:: Aufgabe ::
Beantworte anhand des Lesetextes zum Brexit-Votum diese Fragen:
1. Welche Wähler stimmten laut Bildunterschrift gegen den EU-Austritt?
2. Wie nennt man in der Familie des Autors das, was auf ihn zukommt?
3. In welchen drei Ländern werden es laut Text immer mehr dieser Alten?

:: Lesetext ::
----

Kritik nach Brexit-Votum

Kein Wahlrecht für die Wut-Alten

Unterstützer der Leave.eu Kampagne
Die Unterstützer der Brexit-Kampagne waren im Durchschnitt ziemlich alt. Jüngere Wähler stimmten gegen den EU-Austritt. © picture alliance / dpa / Michael Kappeler
Von Sergej Lochthofen · 07.07.2016
Sergej Lochthofen ärgert sich über die unzufriedenen alten Männer: Sie machten Politik gegen Europa und alles, was ihnen nicht passe. Ihnen fehle der Blick aufs große Ganze, andernfalls gäbe es beispielsweise keinen Brexit, kritisiert der Publizist.
Ich bin in Sorge. Sogar in tiefer Sorge. Denn meine Disposition ist denkbar schlecht: Ich bin männlich. Ich bin weiß. Und der Tag ist nah, da wird auf meinem Konto die erste Überweisung der Deutschen Rentenversicherung eintreffen.
Da kommt unabwendbar etwas auf mich zu, was man bei uns in der Familie die "Alters-Tollwut" nennen.
Zuvor scheinbar unauffällige Menschen – die sich sogar selbst gern als "normal" bezeichnen - fangen im Alter an zu pöbeln, andere übel zu beschimpfen, sich zusammenzurotten oder im Chor mit weiteren alten Männern unsinnige Dinge zu skandieren.
Eine Spezies, die vor allem bei den Pegida-Aufmärschen in Dresden oder in dumpfem Herumstehen auf dem Erfurter Domplatz, zu beobachten ist.

Alte Rechthaber bestimmen über Zukunft der Jungen

Blickt man durch Europa, so ist es in vielen Ländern noch ärger.
Es waren vor allem die alten Männer, die das stolze Britannien beim Brexit zurück in die Vergangenheit schickten. Um dann mit langen Gesichtern zu beobachten, wie aus einem Groß-Britannien ein Klein-Britannien wird. Dann, wenn Schottland dem Vereinigten Königreich den Rücken kehrt.
Die Europa-Befürworter hingegen waren auffällig jung.
Es sind die alten Rechthaber, die in Wien auf eine zweite Chance ihres Kandidaten hoffen, um doch noch die Hofburg zu stürmen. So wird aus einer bunten Alpen- langsam eine bräunliche Bananen-Republik. Es sind die Alten, die in Frankreich jegliche Reform verhindern, obwohl das Land seit Jahren in einer Dauerkrise steckt.
Und dieser Alten werden es immer mehr. In Holland, in Dänemark, in Polen. Sie hassen jeden, der ihnen nicht nach dem Munde redet. Und vor allem hassen sie Europa.
Nationalisten, Rassisten, Antisemiten und sonstige Patrioten, sie alle haben Dank der alten unzufriedenen Männer Konjunktur. Von Fremdbestimmung, Gängelung und Selbst-Versklavung ist mit Blick auf das geeinte Europa die Rede.

----

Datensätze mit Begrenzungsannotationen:
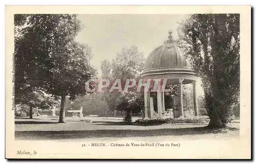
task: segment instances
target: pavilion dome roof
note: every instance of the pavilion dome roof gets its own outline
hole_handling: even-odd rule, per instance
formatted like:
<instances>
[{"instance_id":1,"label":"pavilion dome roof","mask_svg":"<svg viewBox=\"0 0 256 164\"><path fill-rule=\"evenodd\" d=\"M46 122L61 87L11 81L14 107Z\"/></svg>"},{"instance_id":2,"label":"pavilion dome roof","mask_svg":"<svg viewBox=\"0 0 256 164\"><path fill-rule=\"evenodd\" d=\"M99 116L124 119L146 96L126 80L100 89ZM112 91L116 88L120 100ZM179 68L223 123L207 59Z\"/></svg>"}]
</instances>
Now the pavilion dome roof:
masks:
<instances>
[{"instance_id":1,"label":"pavilion dome roof","mask_svg":"<svg viewBox=\"0 0 256 164\"><path fill-rule=\"evenodd\" d=\"M176 43L155 49L146 60L144 71L166 68L189 68L182 47Z\"/></svg>"}]
</instances>

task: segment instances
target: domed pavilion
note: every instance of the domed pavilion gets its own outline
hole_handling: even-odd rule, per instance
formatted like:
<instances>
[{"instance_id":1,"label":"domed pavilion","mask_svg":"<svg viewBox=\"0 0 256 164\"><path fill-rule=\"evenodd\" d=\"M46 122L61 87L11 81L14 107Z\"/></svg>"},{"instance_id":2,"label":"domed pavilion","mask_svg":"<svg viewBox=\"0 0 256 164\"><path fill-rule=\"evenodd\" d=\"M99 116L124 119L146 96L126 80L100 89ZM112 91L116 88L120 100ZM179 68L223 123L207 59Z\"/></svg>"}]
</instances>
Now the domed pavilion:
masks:
<instances>
[{"instance_id":1,"label":"domed pavilion","mask_svg":"<svg viewBox=\"0 0 256 164\"><path fill-rule=\"evenodd\" d=\"M166 84L179 84L179 94L177 102L179 117L184 116L182 85L193 83L194 115L198 115L196 92L198 77L195 72L188 66L182 47L180 45L174 42L167 43L155 49L146 59L141 76L143 80L164 80ZM165 91L161 88L161 84L162 83L161 83L157 84L157 111L158 116L163 118L165 113ZM155 118L153 98L150 96L151 91L150 89L149 91L144 92L145 119ZM151 99L152 99L152 101Z\"/></svg>"}]
</instances>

----

:: Lösung ::
1. Jüngere Wähler.
2. Die "Alters-Tollwut".
3. In Holland, Dänemark und Polen.